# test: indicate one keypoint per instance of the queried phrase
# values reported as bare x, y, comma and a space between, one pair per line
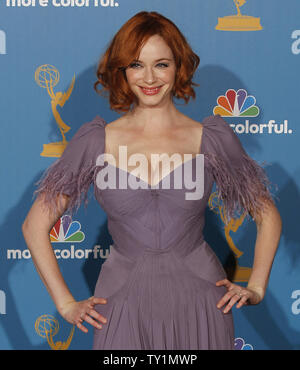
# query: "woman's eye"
133, 65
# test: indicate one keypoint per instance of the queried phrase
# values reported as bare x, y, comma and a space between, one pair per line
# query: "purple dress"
159, 279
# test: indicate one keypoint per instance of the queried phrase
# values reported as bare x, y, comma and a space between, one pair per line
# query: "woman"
162, 286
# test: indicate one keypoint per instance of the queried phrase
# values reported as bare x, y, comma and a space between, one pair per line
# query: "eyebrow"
157, 60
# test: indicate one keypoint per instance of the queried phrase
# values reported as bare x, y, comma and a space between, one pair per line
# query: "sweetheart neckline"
154, 186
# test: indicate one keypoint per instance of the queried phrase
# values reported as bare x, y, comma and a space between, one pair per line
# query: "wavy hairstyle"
125, 47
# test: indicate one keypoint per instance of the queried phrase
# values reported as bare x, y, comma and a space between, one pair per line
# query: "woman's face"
152, 76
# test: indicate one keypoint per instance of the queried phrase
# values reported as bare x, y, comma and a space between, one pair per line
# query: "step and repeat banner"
249, 74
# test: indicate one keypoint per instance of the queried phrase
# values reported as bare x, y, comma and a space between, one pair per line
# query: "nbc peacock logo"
236, 104
66, 231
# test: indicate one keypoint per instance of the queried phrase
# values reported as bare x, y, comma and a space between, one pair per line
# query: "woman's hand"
236, 293
75, 312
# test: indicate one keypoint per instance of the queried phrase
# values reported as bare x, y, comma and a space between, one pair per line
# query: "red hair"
125, 47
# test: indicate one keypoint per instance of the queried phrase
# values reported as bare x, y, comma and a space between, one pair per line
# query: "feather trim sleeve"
73, 173
242, 183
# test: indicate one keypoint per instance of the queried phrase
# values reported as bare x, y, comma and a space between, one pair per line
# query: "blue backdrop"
254, 61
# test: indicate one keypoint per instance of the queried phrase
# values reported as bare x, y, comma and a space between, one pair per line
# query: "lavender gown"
159, 278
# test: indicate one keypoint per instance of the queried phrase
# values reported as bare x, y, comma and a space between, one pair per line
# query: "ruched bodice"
159, 278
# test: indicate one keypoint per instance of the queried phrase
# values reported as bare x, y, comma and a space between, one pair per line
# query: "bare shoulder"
190, 126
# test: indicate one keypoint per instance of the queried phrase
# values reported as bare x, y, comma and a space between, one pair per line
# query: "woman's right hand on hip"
75, 312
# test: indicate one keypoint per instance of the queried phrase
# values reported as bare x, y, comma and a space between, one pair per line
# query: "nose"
149, 75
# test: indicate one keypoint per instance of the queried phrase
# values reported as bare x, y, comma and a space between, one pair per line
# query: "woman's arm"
269, 226
36, 227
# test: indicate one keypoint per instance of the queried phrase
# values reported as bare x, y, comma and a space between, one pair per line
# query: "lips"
150, 91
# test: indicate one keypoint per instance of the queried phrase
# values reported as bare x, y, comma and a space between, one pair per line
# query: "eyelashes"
133, 65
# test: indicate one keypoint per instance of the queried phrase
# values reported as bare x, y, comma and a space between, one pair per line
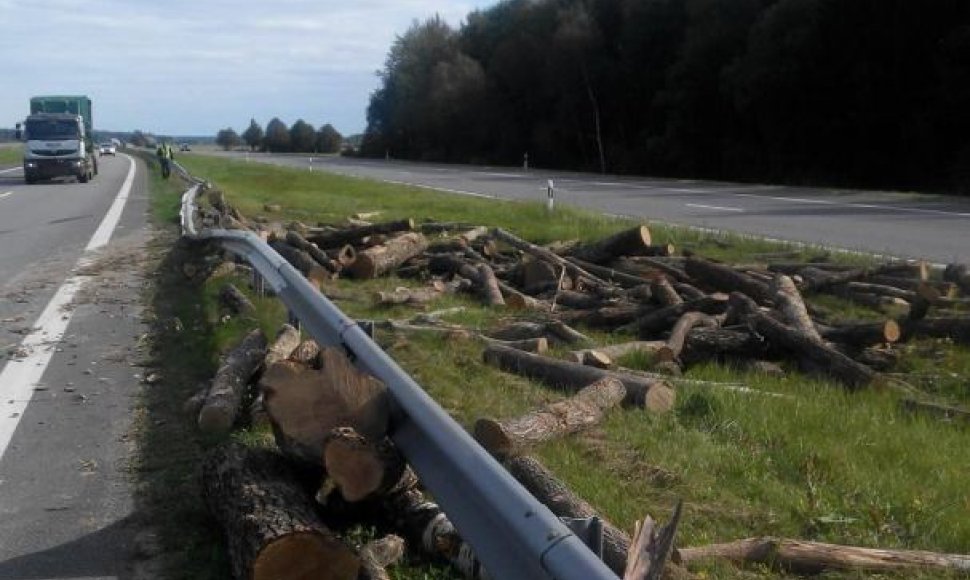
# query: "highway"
70, 320
932, 227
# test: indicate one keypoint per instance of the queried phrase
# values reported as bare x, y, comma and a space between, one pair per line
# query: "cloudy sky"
179, 67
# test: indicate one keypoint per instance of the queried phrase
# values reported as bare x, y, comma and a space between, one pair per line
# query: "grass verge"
815, 463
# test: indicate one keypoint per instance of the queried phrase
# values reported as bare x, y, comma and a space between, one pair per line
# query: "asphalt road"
936, 228
70, 321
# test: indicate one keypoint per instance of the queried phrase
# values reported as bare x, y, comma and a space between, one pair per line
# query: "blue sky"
179, 67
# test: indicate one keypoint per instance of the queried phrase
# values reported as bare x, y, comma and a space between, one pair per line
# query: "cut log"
862, 333
298, 241
306, 353
223, 402
725, 279
834, 363
574, 414
630, 242
653, 394
788, 300
664, 292
379, 260
814, 557
302, 261
304, 404
272, 530
377, 555
235, 300
356, 235
653, 323
360, 468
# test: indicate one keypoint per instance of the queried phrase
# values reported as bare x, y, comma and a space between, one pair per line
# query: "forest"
859, 93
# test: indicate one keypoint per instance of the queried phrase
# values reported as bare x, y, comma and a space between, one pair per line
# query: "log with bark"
581, 411
304, 404
380, 260
272, 530
653, 394
223, 402
814, 557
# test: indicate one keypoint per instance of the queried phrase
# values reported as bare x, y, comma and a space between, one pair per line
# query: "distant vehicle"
58, 139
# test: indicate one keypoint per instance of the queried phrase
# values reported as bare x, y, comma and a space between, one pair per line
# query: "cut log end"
306, 556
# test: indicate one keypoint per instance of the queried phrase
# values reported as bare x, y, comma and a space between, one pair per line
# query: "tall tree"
253, 135
277, 138
303, 138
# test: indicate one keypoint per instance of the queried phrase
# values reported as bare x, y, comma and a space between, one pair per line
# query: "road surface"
898, 224
69, 324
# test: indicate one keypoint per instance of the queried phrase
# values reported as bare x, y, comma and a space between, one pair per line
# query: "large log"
726, 279
354, 236
581, 411
380, 260
814, 557
655, 322
629, 242
223, 402
272, 530
304, 404
834, 363
654, 394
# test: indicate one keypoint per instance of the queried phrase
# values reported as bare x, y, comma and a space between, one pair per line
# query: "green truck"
58, 139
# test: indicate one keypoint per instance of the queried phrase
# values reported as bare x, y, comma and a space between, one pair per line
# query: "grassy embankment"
819, 464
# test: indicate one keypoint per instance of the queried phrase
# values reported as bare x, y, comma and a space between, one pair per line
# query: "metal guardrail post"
513, 534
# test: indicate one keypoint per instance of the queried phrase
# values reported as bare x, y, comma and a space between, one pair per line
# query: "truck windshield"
52, 129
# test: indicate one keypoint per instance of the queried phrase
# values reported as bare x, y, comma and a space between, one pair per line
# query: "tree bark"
354, 236
379, 260
271, 528
813, 557
629, 242
223, 402
304, 404
725, 279
571, 415
653, 394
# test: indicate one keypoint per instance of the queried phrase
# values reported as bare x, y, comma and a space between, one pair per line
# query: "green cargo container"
- - - - - - -
● What you need to do: Please repeat the entries exactly. Do not include the pictures.

● Solved problem:
# test: indicate one keypoint per instance of the queried phrase
# values reported as bare x, y, comma and a space between, one pair per line
# query: "woman's eye"
133, 65
# test: indicate one keypoint per instance of the queried phrase
# values reported as bare x, y, comma and a space between, one pair per line
# query: "purple dress"
159, 279
# test: indicate one keypoint per instance of the queried phrase
# values reported as bare x, y, comma and a space between, one pair per line
# query: "woman"
162, 286
# test: indicate one keypoint per instance of the queried phrase
# values reported as bare x, y, comma and a space between, one pair per line
# query: "eyebrow"
157, 60
# test: indicate one keypoint per instance of the queried phrase
# values reported as bare x, y, comma and a space between, one pair per line
# query: "sweetheart neckline"
154, 186
# test: indicate one keypoint per instance of the queried phrase
# values reported as bare x, y, comma and a space between, one pair per line
# query: "wavy hairstyle"
125, 47
# test: indicate one keypoint per instance of the queried phrase
# values reported as bare x, y, comma and a space between, one pair per line
# query: "woman's face"
152, 76
# test: indicate one keypoint per instance of the queried phrase
# values reported as bare x, y, comma and a space between, one pair per line
# query: "step and repeat banner"
249, 74
# test: indicate one keypoint per instance of the queried phrase
# values reported as bare x, y, comma and a space between, one pair per line
# query: "nbc peacock logo"
236, 104
66, 231
# test: indicate one keypoint per instance of the queried phrase
# values reported as bare x, y, comma and a space between, one pair per line
# query: "woman's hand"
236, 293
75, 312
# test: indicate one keypoint per instance of the queried phrase
# values reported as bare x, y, comma and a space between, one pair per line
# query: "red hair"
125, 47
# test: indicate one keypoint per instance of the queried phrase
# values reported as bare x, y, comma and a space between, one pair per line
# query: "feather trim sleeve"
73, 173
242, 183
# test: indicate one keypoint per instance of the queried phrase
# values reported as bare x, y, comma and a space between, one pair per line
# query: "blue backdrop"
254, 61
# test: indicate one keypoint per instance of the queried phrase
# values reported as bare x, y, comma and a space between, one pair per line
# query: "lavender gown"
159, 278
# test: indicate one keypoint per instance of the queried phrase
# values reported as bare x, y, comma and a space between, one pair per line
# query: "ruched bodice"
159, 278
# test: indicate one keypoint per instance of the queried phrase
# values reported as bare x, y, comma and a space between, one pair per line
# query: "bare shoulder"
190, 126
# test: indicate one keypoint per instance of the queried phrase
# values reported as bare x, y, comma and a space between, one pair per line
# query: "woman's right hand on hip"
75, 312
# test: indicate one keypoint per instance of the queried phrase
# values reported as bare x, y, comma and a space between, one pair per line
# query: "nose"
149, 75
# test: indicate one keypoint per instance of the queried phrase
# values reported as bare x, y, comma and a space between, one pair per line
# query: "woman's arm"
269, 226
36, 227
# test: indicate one keypoint per instance of the queried phrase
# values reported as bare x, y, comma and a space between, one pair per line
# query: "lips"
150, 91
# test: indicate one keypoint per instance of the queried phrase
# values reported as bare x, y, comma and a space between, one pair per line
# query: "eyelashes"
133, 65
# test: indicate one keypoint per instance of the queried phrase
# values reported as bare x, y, comma and a space between, one pair per line
# query: "highway"
70, 320
932, 227
# test: indicate one keypoint per instance of the queried phrase
# values reported as bare x, y, comma and a space between, one pair per line
# query: "cloudy sky"
179, 67
# test: indicate one keypoint per instance of the queried phrase
# values reported as bare x, y, comma and a space between, one pair per line
# query: "grass verge"
815, 463
# test: indicate one keypoint per instance of the queried phrase
# values reported as bare x, y, comma and a space between, one pair per line
# query: "asphalt road"
936, 228
70, 321
# test: indicate one keypoint per instance of the queried phrase
# values reported as bare x, y, comma and a space between, one pair per line
# query: "blue sky"
179, 67
# test: indicate one keypoint per instance of the queried phrase
# values reported as bare x, y, comma and a space between, one pair per line
# query: "cut log"
862, 333
298, 241
306, 353
223, 402
725, 279
834, 363
574, 414
630, 242
653, 394
788, 300
664, 292
379, 260
814, 557
302, 261
304, 404
272, 530
377, 555
235, 300
356, 235
653, 323
360, 468
# test: indicate one keypoint per instance of the queried phrase
# values reported as bare x, y, comma and a space between, one pair per line
# query: "forest"
859, 93
# test: indicate one keypoint per instance of the queried phrase
# values reported as bare x, y, comma and a space between, one pair per line
# query: "log with bark"
581, 411
304, 404
380, 260
272, 530
653, 394
223, 402
814, 557
# test: indicate one keypoint per instance of the queried phrase
# values reported as bare x, y, comma and a space between, one pair per line
# query: "distant vehicle"
58, 139
# test: indicate one keypoint per instance of the queried phrase
# values reported as bare x, y, comma and a space between, one pair per line
# query: "cut log end"
306, 556
# test: indicate one keypoint per instance of the queried phrase
# values reported as bare x, y, comma and a space between, one pair per line
# query: "tall tree"
253, 135
277, 138
303, 138
# test: indicate one keypoint per instance of the queried phrase
# values reported as bare x, y, comma and a space between, one pair per line
# query: "road surface"
898, 224
69, 324
# test: indicate one keypoint per instance of the queried phrase
# values reported as bare x, y, comma and a space between, one pair per line
# query: "large log"
726, 279
354, 236
581, 411
380, 260
814, 557
655, 322
629, 242
223, 402
272, 530
304, 404
834, 363
654, 394
# test: indicate one keypoint per instance of the queried phrase
# values reported as bare x, y, comma and a space between, one pair per line
# query: "green truck"
58, 139
# test: indicate one keypoint per instance of the queried phrase
# values reported as bare x, y, comma and a space between, one pair per line
# query: "grassy embankment"
819, 464
# test: indicate one keypoint per instance of the queried phrase
# values reported as bare x, y, comma and a space between, one pair per line
# query: "metal guardrail post"
513, 534
# test: indicate one keypoint per instance of the queried phrase
# values reported as bare x, y, comma and a space between, one pair per line
# query: "truck windshield"
52, 129
# test: indicate one keypoint per instance of the queried phrase
# values reported as bare x, y, comma and a space between, one pair per line
# query: "tree bark"
354, 236
379, 260
271, 528
813, 557
629, 242
223, 402
304, 404
725, 279
571, 415
653, 394
# test: indicate one keypoint per instance of the queried phrase
# values reported as bare x, y, comma and a space between, one pair per line
# query: "green cargo container"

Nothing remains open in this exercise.